Document section -
****************************************

Grantee Research Project Results

The purpose of this Phase I Small Business Innovation Research (SBIR) project was to develop safe decommission of nickel metal hydride (NiMH) alkaline batteries and recycling of rare earth elements (REE) from their negative electrode. This Phase I SBIR project developed safe methods of recycling rare earth alloys from used NiMH batteries. Alloys of rare earth metal, nickel and other metals provide functional hydride storage materials that are critical to the operation of NiMH batteries and their applications. The current fleet of hybrid electric vehicles (HEVs) relies on NiMH batteries. The first fleet of vehicles manufactured in the early 2000s will reach recycling age in the 2010’s. NiMH represent a billion dollar industry, and the growth will continue in HEVs, grid storage, and consumer electronic applications. Currently, end-of-life NiMH batteries find use as feedstock for stainless steel manufacturing. The practice disposes of the battery safely, but does not recover any rare earth elements and reduces potential benefits for battery rare earth recycling, such as reduction in manufacturing cost and reliance on rare-earth mining. When NiMH is used for stainless steel, battery replacement and its market growth remains reliant on mined rare earth metals. This project decommissioned used NiMH batteries and recycled the rare earth material from electrodes, making them useful for manufacturing new NiMH batteries. This project demonstrated safety and technical feasibility that will be foundational for a new industry aimed at recycling advanced batteries from the growing fleet of HEVs. Successful recycling developed in this proposal provides an economic way for the Nation to conserve critical materials, avoid pollution associated with mining and establish the next generation of industrial infrastructure to serve the growing HEV market.

****************************************

Extracted records -
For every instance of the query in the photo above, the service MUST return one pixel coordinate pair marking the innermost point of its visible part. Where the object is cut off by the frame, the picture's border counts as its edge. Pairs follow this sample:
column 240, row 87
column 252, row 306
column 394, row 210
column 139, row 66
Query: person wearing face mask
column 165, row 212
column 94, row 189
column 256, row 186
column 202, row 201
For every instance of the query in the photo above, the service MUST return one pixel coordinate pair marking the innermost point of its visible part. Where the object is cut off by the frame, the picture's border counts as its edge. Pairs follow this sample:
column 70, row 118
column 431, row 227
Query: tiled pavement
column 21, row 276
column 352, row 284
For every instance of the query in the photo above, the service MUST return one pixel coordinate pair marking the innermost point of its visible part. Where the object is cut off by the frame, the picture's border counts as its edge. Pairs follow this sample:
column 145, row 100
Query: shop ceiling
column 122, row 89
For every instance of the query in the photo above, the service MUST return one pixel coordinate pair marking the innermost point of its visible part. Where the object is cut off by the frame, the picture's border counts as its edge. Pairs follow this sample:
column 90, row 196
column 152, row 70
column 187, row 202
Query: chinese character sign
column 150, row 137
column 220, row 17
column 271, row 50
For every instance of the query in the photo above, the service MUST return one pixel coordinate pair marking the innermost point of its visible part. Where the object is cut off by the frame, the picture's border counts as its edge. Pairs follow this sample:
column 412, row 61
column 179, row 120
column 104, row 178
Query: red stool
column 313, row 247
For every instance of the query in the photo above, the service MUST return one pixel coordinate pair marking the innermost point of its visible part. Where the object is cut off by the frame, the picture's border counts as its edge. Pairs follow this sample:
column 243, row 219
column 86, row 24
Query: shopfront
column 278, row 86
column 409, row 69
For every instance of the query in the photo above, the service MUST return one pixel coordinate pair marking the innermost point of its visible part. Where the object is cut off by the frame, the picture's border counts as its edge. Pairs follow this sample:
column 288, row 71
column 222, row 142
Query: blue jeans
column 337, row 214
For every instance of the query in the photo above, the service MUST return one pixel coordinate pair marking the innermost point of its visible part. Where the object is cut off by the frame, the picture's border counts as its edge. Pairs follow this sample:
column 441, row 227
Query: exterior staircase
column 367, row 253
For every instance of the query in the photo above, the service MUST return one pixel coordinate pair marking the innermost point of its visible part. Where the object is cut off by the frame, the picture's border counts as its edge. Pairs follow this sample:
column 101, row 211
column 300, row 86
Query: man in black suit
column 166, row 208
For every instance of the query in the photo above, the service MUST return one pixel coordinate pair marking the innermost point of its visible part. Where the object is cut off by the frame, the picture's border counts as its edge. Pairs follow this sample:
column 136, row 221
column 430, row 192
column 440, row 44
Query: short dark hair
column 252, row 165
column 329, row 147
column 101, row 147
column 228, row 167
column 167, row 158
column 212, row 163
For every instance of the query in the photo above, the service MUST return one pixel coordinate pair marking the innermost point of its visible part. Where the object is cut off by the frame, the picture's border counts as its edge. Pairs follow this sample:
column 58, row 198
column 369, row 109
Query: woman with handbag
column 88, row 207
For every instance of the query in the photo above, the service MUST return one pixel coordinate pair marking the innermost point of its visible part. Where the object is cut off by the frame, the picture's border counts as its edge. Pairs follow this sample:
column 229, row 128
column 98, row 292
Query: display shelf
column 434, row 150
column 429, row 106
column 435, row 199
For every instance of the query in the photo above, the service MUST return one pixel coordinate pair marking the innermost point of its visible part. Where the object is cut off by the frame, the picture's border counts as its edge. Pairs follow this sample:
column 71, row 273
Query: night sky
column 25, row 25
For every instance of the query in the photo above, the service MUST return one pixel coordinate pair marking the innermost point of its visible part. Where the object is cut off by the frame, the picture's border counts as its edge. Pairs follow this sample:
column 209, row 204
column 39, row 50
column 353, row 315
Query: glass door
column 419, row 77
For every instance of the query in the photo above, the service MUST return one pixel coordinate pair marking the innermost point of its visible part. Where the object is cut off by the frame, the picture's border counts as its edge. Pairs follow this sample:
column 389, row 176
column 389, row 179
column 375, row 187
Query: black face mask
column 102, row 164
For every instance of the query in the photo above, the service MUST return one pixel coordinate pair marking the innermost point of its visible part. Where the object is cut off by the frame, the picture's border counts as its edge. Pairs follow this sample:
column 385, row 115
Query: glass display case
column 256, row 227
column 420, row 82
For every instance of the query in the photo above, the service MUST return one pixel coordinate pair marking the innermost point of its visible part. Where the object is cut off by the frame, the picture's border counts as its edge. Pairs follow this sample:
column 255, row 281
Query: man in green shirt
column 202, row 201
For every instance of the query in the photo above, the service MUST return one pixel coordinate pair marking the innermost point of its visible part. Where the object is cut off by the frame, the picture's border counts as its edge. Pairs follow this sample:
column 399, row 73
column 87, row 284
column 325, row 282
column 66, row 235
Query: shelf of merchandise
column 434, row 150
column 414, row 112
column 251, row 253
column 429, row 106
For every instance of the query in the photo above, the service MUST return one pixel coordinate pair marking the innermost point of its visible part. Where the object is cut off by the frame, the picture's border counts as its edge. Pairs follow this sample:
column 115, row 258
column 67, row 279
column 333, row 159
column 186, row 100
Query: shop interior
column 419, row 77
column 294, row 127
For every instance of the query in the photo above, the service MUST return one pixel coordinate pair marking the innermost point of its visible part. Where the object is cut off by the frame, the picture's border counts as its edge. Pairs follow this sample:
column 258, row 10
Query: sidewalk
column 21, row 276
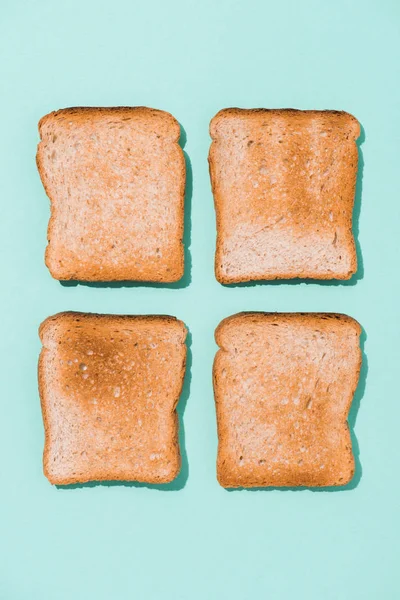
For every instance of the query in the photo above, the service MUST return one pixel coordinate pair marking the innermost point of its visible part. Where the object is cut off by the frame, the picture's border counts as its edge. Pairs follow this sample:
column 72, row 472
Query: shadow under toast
column 187, row 238
column 359, row 274
column 180, row 481
column 359, row 393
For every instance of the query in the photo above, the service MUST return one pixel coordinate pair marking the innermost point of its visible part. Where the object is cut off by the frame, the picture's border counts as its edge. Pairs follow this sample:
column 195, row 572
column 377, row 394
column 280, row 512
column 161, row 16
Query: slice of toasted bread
column 283, row 388
column 109, row 386
column 284, row 186
column 116, row 182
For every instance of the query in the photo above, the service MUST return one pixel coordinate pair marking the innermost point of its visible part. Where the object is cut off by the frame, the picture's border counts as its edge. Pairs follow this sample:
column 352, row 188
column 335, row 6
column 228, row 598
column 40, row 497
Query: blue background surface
column 199, row 541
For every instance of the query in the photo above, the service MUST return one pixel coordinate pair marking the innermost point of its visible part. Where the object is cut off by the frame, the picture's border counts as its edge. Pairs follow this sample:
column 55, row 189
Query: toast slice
column 283, row 387
column 116, row 182
column 284, row 185
column 109, row 386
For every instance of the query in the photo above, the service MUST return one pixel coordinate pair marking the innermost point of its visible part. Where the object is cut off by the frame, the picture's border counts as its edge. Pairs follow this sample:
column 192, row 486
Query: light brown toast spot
column 103, row 427
column 283, row 387
column 284, row 186
column 116, row 181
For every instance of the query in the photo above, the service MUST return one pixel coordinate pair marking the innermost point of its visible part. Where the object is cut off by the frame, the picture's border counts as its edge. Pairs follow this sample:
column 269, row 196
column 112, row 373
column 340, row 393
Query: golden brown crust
column 284, row 184
column 115, row 178
column 283, row 386
column 109, row 386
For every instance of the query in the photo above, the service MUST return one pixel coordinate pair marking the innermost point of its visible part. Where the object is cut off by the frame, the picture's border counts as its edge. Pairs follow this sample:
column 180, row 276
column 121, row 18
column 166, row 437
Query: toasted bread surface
column 283, row 387
column 109, row 386
column 115, row 178
column 284, row 186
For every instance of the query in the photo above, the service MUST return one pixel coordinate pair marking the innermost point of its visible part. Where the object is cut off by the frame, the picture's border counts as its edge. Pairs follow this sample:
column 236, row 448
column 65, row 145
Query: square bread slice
column 283, row 387
column 284, row 185
column 116, row 182
column 109, row 386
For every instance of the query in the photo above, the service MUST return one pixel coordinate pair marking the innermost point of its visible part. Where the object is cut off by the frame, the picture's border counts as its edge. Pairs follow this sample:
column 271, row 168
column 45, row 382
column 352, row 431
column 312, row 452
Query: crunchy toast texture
column 283, row 387
column 115, row 178
column 284, row 186
column 109, row 386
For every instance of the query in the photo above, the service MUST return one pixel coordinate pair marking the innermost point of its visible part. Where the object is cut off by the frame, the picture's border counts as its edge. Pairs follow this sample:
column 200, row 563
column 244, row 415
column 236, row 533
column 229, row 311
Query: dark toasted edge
column 53, row 211
column 226, row 280
column 48, row 322
column 235, row 111
column 245, row 315
column 97, row 110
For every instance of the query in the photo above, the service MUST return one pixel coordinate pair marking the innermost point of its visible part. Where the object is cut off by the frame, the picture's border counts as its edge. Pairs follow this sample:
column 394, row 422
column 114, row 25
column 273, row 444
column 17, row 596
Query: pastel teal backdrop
column 196, row 541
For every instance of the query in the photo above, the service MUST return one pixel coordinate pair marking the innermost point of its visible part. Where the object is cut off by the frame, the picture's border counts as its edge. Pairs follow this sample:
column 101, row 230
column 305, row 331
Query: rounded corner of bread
column 174, row 469
column 354, row 123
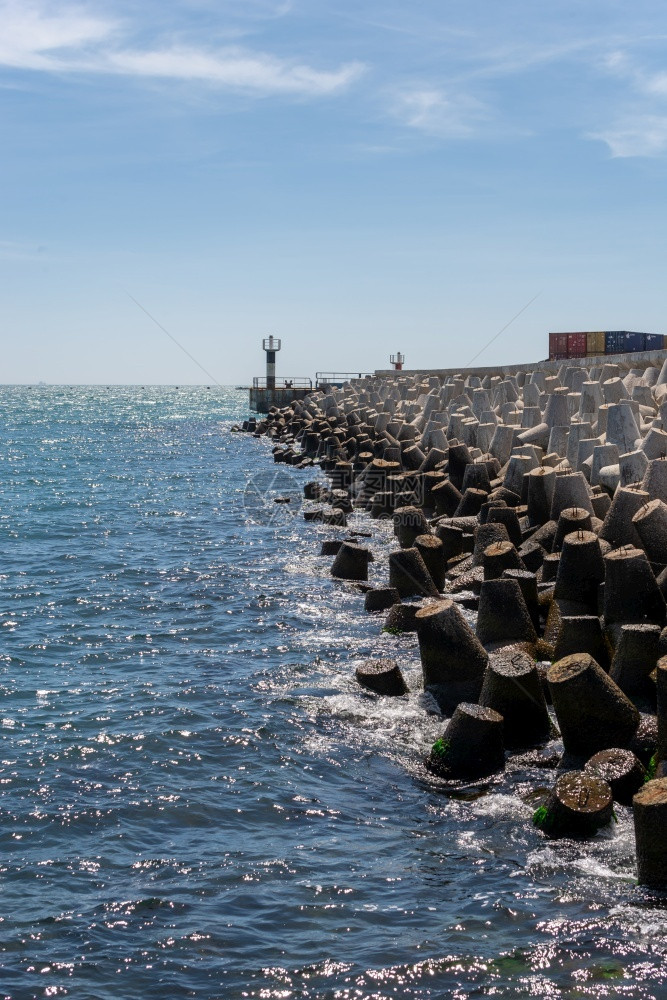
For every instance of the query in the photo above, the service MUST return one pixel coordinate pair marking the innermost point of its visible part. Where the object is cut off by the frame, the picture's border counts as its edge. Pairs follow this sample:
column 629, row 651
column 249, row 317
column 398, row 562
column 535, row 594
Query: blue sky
column 355, row 178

****************************************

Tasks to complete -
A) Please condense the paragraph of the NiMH recycling summary that begins "The purpose of this Phase I" into a bulleted list of its main facts.
B) According to the NiMH recycling summary, what are end-of-life NiMH batteries currently used for?
C) Continue the NiMH recycling summary from its last sentence.

Results by task -
A)
- A Phase I SBIR project developed safe methods to decommission used NiMH batteries and recycle rare earth alloys from their negative electrodes.
- Alloys of rare earth metal, nickel and other metals store hydrogen and are critical to how NiMH batteries work.
- Current hybrid electric vehicles rely on NiMH batteries. The first fleet, built in the early 2000s, reaches recycling age in the 2010s.
- NiMH is a billion-dollar industry that will keep growing in HEVs, grid storage and consumer electronics.
- Used NiMH batteries now serve as feedstock for stainless steel. This disposes of them safely but recovers no rare earth elements, so the market stays dependent on mining.
- The project recycled electrode rare earth material into a form usable for new NiMH batteries. It showed safety and technical feasibility for a new battery-recycling industry.
- This recycling offers an economic way to conserve critical materials, avoid mining pollution and build infrastructure for the growing HEV market.

B) They are used as feedstock for stainless steel manufacturing.

C)
Safe decommission: Large-format NiMH batteries were treated using green-chemical processing techniques. They were opened and negative electrode material was harvested. They did not catch fire when exposed to air, which is observed and expected for the untreated cells. This observation documents the green-chemical decommission process. The treatment successfully eliminated potassium hydroxide, which is a toxic chemical present in the batteries. The process parameters were identified, and allow for reasonable, commercially accessible processes.

 

Rare earth metal isolation: The project developed separation of rare earth metals from used NiMH batteries. The recovered metals were reduced to a metallic, zero-valent mischmetal. The process model and product is feasible to practice on a commercial scale, including production of mischmetal, which is a marketable product in manufacturing of NiMH batteries.

 

Commercial Application:

The NiMH battery is the HEV industry standard for performance, safety and price, with historical NiMH cost ~ $200/kWh. There are more than 2 million HEVs in the United States. The feasibility of decommission can be commercially applied to improve safety in transportation and processing for end-of-life, alkaline, metal hydride batteries from small and large products. An HEV pack contains greater than 60kg of rare earth and other metals. The recycling feasibility can be commercially applied to low temperature separation of rare earth metals from NiMH battery residues. Decommission of consumer alkaline batteries is a near-term commercial application. Large commercialization partners are evaluating the process for this application.